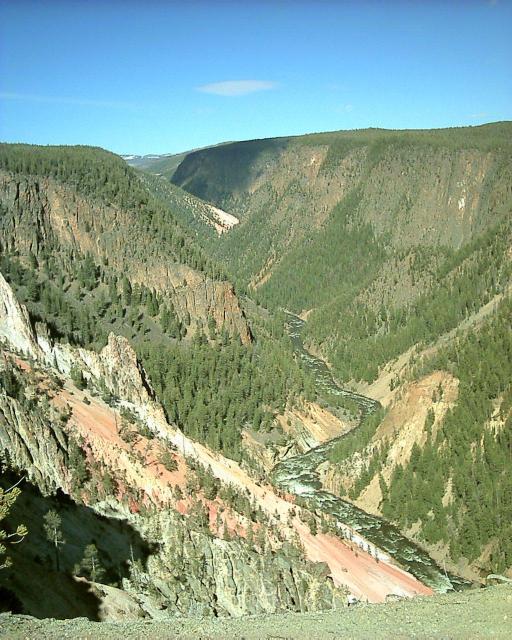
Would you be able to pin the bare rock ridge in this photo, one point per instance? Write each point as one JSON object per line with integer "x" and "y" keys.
{"x": 15, "y": 325}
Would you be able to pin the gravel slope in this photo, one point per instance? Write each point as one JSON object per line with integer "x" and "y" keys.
{"x": 482, "y": 613}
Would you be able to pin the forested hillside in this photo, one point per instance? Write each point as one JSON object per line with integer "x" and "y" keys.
{"x": 104, "y": 254}
{"x": 409, "y": 230}
{"x": 393, "y": 244}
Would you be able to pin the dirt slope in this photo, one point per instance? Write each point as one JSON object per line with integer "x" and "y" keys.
{"x": 484, "y": 613}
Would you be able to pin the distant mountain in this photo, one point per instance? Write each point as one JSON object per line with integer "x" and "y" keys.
{"x": 164, "y": 164}
{"x": 395, "y": 246}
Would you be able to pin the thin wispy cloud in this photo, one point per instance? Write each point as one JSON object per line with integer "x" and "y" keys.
{"x": 236, "y": 87}
{"x": 28, "y": 97}
{"x": 344, "y": 108}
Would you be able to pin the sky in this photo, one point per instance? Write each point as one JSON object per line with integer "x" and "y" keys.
{"x": 153, "y": 76}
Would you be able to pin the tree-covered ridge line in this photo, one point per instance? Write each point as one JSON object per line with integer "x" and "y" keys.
{"x": 211, "y": 386}
{"x": 429, "y": 199}
{"x": 368, "y": 338}
{"x": 100, "y": 176}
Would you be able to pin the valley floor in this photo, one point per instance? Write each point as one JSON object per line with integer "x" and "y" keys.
{"x": 480, "y": 613}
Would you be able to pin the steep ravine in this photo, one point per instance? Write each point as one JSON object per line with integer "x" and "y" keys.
{"x": 298, "y": 475}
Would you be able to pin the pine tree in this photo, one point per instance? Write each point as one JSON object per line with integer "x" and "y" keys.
{"x": 52, "y": 527}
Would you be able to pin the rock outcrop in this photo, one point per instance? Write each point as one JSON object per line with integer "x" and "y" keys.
{"x": 15, "y": 327}
{"x": 40, "y": 213}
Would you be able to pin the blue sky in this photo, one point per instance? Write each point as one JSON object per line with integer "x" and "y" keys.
{"x": 156, "y": 77}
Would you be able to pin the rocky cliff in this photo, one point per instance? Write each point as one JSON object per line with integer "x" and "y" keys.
{"x": 69, "y": 440}
{"x": 40, "y": 214}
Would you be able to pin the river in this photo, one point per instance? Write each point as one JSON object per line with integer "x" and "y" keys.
{"x": 298, "y": 475}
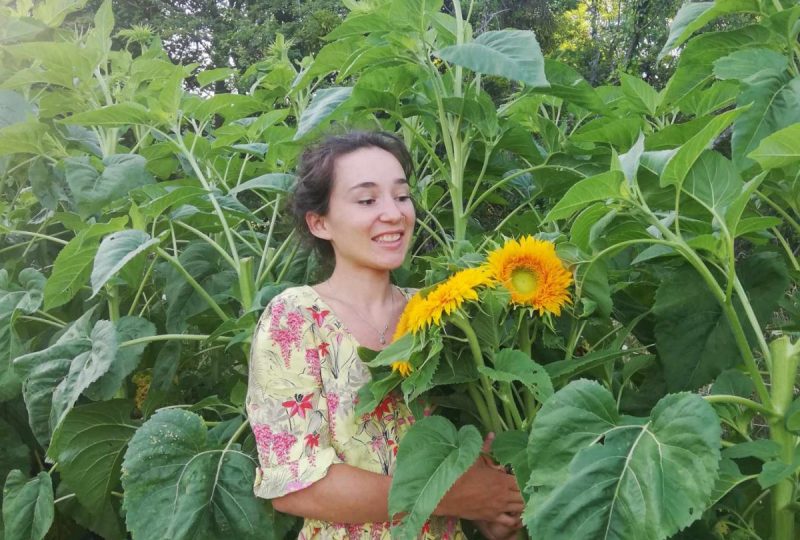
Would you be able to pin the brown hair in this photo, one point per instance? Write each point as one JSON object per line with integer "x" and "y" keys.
{"x": 312, "y": 192}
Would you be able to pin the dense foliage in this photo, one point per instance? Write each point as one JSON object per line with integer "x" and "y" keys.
{"x": 142, "y": 231}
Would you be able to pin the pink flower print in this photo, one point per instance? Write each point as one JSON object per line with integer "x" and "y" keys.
{"x": 318, "y": 315}
{"x": 263, "y": 436}
{"x": 312, "y": 440}
{"x": 312, "y": 359}
{"x": 299, "y": 405}
{"x": 333, "y": 406}
{"x": 281, "y": 445}
{"x": 383, "y": 408}
{"x": 376, "y": 443}
{"x": 276, "y": 312}
{"x": 295, "y": 321}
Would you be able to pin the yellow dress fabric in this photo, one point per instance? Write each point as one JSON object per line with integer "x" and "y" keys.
{"x": 305, "y": 374}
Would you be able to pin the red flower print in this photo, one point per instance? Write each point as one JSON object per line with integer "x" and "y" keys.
{"x": 299, "y": 405}
{"x": 312, "y": 440}
{"x": 426, "y": 529}
{"x": 319, "y": 315}
{"x": 382, "y": 408}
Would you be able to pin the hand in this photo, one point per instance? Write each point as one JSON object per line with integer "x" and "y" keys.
{"x": 491, "y": 530}
{"x": 484, "y": 493}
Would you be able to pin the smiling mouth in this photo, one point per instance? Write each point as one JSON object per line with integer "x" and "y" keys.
{"x": 388, "y": 238}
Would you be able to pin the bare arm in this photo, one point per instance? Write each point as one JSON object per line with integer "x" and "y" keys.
{"x": 347, "y": 494}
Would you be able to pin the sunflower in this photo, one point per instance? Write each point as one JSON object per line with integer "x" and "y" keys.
{"x": 532, "y": 272}
{"x": 451, "y": 294}
{"x": 403, "y": 367}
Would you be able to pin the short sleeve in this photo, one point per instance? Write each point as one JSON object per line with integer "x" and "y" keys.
{"x": 286, "y": 403}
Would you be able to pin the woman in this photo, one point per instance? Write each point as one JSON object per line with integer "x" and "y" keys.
{"x": 318, "y": 460}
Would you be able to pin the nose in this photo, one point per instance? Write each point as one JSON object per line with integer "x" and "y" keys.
{"x": 391, "y": 211}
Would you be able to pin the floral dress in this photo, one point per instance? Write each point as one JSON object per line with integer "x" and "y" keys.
{"x": 305, "y": 374}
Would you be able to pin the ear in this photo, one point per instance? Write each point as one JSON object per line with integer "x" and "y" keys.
{"x": 317, "y": 225}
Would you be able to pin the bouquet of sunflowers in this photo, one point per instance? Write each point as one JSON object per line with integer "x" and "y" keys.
{"x": 464, "y": 346}
{"x": 469, "y": 338}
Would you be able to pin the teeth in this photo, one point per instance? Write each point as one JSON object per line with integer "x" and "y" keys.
{"x": 388, "y": 237}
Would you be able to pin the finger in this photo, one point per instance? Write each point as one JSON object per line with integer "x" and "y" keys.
{"x": 506, "y": 520}
{"x": 514, "y": 508}
{"x": 487, "y": 443}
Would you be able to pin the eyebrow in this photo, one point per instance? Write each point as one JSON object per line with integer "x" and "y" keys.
{"x": 371, "y": 184}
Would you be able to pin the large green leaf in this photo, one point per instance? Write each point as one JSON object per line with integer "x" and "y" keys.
{"x": 28, "y": 508}
{"x": 89, "y": 445}
{"x": 746, "y": 64}
{"x": 73, "y": 263}
{"x": 695, "y": 64}
{"x": 172, "y": 454}
{"x": 54, "y": 377}
{"x": 14, "y": 453}
{"x": 277, "y": 182}
{"x": 84, "y": 369}
{"x": 596, "y": 474}
{"x": 605, "y": 186}
{"x": 780, "y": 149}
{"x": 324, "y": 103}
{"x": 713, "y": 182}
{"x": 115, "y": 251}
{"x": 512, "y": 365}
{"x": 92, "y": 190}
{"x": 513, "y": 54}
{"x": 121, "y": 114}
{"x": 126, "y": 358}
{"x": 679, "y": 165}
{"x": 694, "y": 339}
{"x": 695, "y": 15}
{"x": 209, "y": 270}
{"x": 568, "y": 84}
{"x": 432, "y": 456}
{"x": 776, "y": 105}
{"x": 643, "y": 98}
{"x": 25, "y": 298}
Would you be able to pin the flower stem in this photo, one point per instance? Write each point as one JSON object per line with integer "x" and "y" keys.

--

EXERCISE GOAL
Produce the material above again in full, with identical lines and no pictures.

RESULT OF THIS TASK
Would you be able to pin the bare rock ridge in this photo, one point per instance? Write each point as one JSON object per line with integer "x" and "y" keys.
{"x": 15, "y": 325}
Would you be able to pin the gravel slope in this photo, one point per instance? Write each point as one JSON object per line with integer "x" and "y" keys.
{"x": 482, "y": 613}
Would you be able to pin the forested hillside in this photo, one point per instance? Write each point as one JSON object per line with integer "x" and "y" keys.
{"x": 104, "y": 254}
{"x": 409, "y": 230}
{"x": 393, "y": 244}
Would you be able to pin the dirt slope in this photo, one point per instance? Write each point as one JSON object per line with integer "x" and "y" keys.
{"x": 484, "y": 613}
Would you be able to pin the distant mountain in this photo, one point per instance? Write each point as one JSON object per line with integer "x" and "y" keys.
{"x": 164, "y": 164}
{"x": 395, "y": 246}
Would you be able to pin the thin wispy cloud in this photo, one point per instance? Write each point as one JSON object per line with integer "x" and "y" keys.
{"x": 236, "y": 87}
{"x": 28, "y": 97}
{"x": 344, "y": 108}
Would you be able to pin the sky in this photo, one point per instance? Write each point as one JSON object per line with integer "x" and "y" keys.
{"x": 153, "y": 76}
Would you be able to pin the tree-covered ridge line in this photo, one point per instance? Write each point as one JSON object per line with integer "x" and "y" keys.
{"x": 211, "y": 386}
{"x": 429, "y": 199}
{"x": 368, "y": 338}
{"x": 100, "y": 176}
Would you be able to pin the valley floor in this photo, one point per instance? Write each point as one JSON object per line with integer "x" and "y" keys.
{"x": 480, "y": 613}
Would you be able to pin the steep ravine in this photo, one point per instance? Write each point as one JSON object per line with integer "x" and "y" keys.
{"x": 298, "y": 475}
Would you be able to pin the pine tree in this photo, one point per instance? Write each point as one JSON object per line with integer "x" and "y" keys.
{"x": 52, "y": 527}
Would you be able to pin the rock outcrop in this photo, one point per instance? Write each point as one JSON object per line with integer "x" and "y" keys.
{"x": 15, "y": 327}
{"x": 40, "y": 213}
Would you be able to pin the blue sky in this photo, one point per instance? Write each point as one JSON object per line with integer "x" and "y" keys.
{"x": 156, "y": 77}
Would you be able to pin the rocky cliff in this photo, one point per instance? Write each point as one JSON object per line with integer "x" and "y" keys.
{"x": 69, "y": 440}
{"x": 40, "y": 214}
Would you be able to pin the river in this photo, one point per instance? Write each point as one JSON object per line with integer "x" and "y" keys.
{"x": 298, "y": 475}
Would you be able to pin the brown hair in this photo, one point per instance? Write each point as one JSON object per line with integer "x" and "y" keys.
{"x": 312, "y": 192}
Would you be able to pin the dense foliage in this photo, one point per instance? Write each point as one JSON object per line with integer "x" and "y" keys.
{"x": 142, "y": 231}
Would you be able to pin the pink flower print in this photo, one point per instance? Write each point as one JSON object per line with integer "x" and "y" keys.
{"x": 318, "y": 315}
{"x": 263, "y": 436}
{"x": 312, "y": 440}
{"x": 312, "y": 359}
{"x": 299, "y": 405}
{"x": 333, "y": 406}
{"x": 281, "y": 445}
{"x": 383, "y": 408}
{"x": 376, "y": 443}
{"x": 276, "y": 312}
{"x": 295, "y": 321}
Would you be able to pin the yellow dress fabric in this photo, one point per instance? Write each point as one JSON object per line with integer "x" and "y" keys.
{"x": 305, "y": 374}
Would you be able to pin the red flower print in this photo, one point per instance? Write each point as one JSON object per line with integer "x" and "y" keys.
{"x": 299, "y": 405}
{"x": 312, "y": 440}
{"x": 426, "y": 529}
{"x": 319, "y": 315}
{"x": 382, "y": 408}
Would you be able to pin the hand in this photo, one point per instance? Write each point as one JSON object per line with integer "x" and "y" keys.
{"x": 491, "y": 530}
{"x": 484, "y": 493}
Would you be able to pin the smiling mouth in this photo, one point per instance? Write each point as one JSON object per line with integer "x" and "y" keys.
{"x": 388, "y": 238}
Would you be able to pin the bare arm in this photo, one point per instance? Write each point as one JSON object per line with integer "x" and "y" keys.
{"x": 347, "y": 494}
Would you be able to pin the sunflower in this photo, one point per instance? Write each point as one JSON object per line with integer "x" and "y" keys.
{"x": 532, "y": 272}
{"x": 451, "y": 294}
{"x": 403, "y": 367}
Would you be able to pin the short sleeve in this photo, one point per instance? Write each point as one JSON object per line with integer "x" and "y" keys.
{"x": 286, "y": 403}
Would you be able to pin the woman in this photo, one point per instance? Write each point as one JSON object per line with integer "x" and "y" keys.
{"x": 318, "y": 460}
Would you be able to pin the nose in this photo, one point per instance? Write each point as one JSON object per line with integer "x" and "y" keys.
{"x": 391, "y": 211}
Would you be able to pin the floral dress in this photo, one point per instance? Write each point as one JSON object per line with integer "x" and "y" keys.
{"x": 305, "y": 374}
Would you be able to pin the ear in this photo, one point per instance? Write each point as one JSON object per line with integer "x" and "y" keys.
{"x": 317, "y": 225}
Would you be able to pin the bouquet of sunflowers in this photo, one point per instance? Write each point as one JSON object per line with integer "x" and "y" keys.
{"x": 464, "y": 346}
{"x": 469, "y": 338}
Would you be able to pin the teeth in this photo, one point per instance? Write each point as one JSON object per line with integer "x" and "y" keys.
{"x": 388, "y": 237}
Would you be able to pin the finger in this photo, one point per instance? Write each point as one JSON object per line with integer "x" and "y" keys.
{"x": 506, "y": 520}
{"x": 514, "y": 508}
{"x": 487, "y": 443}
Would you be able to pin the eyebrow in this photo, one point per instance? Write each point as one JSON object per line with integer "x" and "y" keys.
{"x": 371, "y": 184}
Would you be able to pin the large green leaf in this photo, one point per instance? Write each point as one JSON object per line with integer "x" and "y" keys.
{"x": 28, "y": 508}
{"x": 89, "y": 445}
{"x": 746, "y": 64}
{"x": 73, "y": 263}
{"x": 695, "y": 64}
{"x": 172, "y": 454}
{"x": 54, "y": 377}
{"x": 14, "y": 453}
{"x": 277, "y": 182}
{"x": 84, "y": 369}
{"x": 596, "y": 474}
{"x": 605, "y": 186}
{"x": 780, "y": 149}
{"x": 324, "y": 103}
{"x": 713, "y": 182}
{"x": 115, "y": 251}
{"x": 512, "y": 365}
{"x": 92, "y": 190}
{"x": 513, "y": 54}
{"x": 121, "y": 114}
{"x": 126, "y": 358}
{"x": 679, "y": 165}
{"x": 694, "y": 339}
{"x": 695, "y": 15}
{"x": 209, "y": 270}
{"x": 568, "y": 84}
{"x": 432, "y": 456}
{"x": 776, "y": 105}
{"x": 643, "y": 98}
{"x": 25, "y": 298}
Would you be able to pin the flower stem in this photo, one point per instance? Write each point as one JSON object per line with integer "x" and "y" keys.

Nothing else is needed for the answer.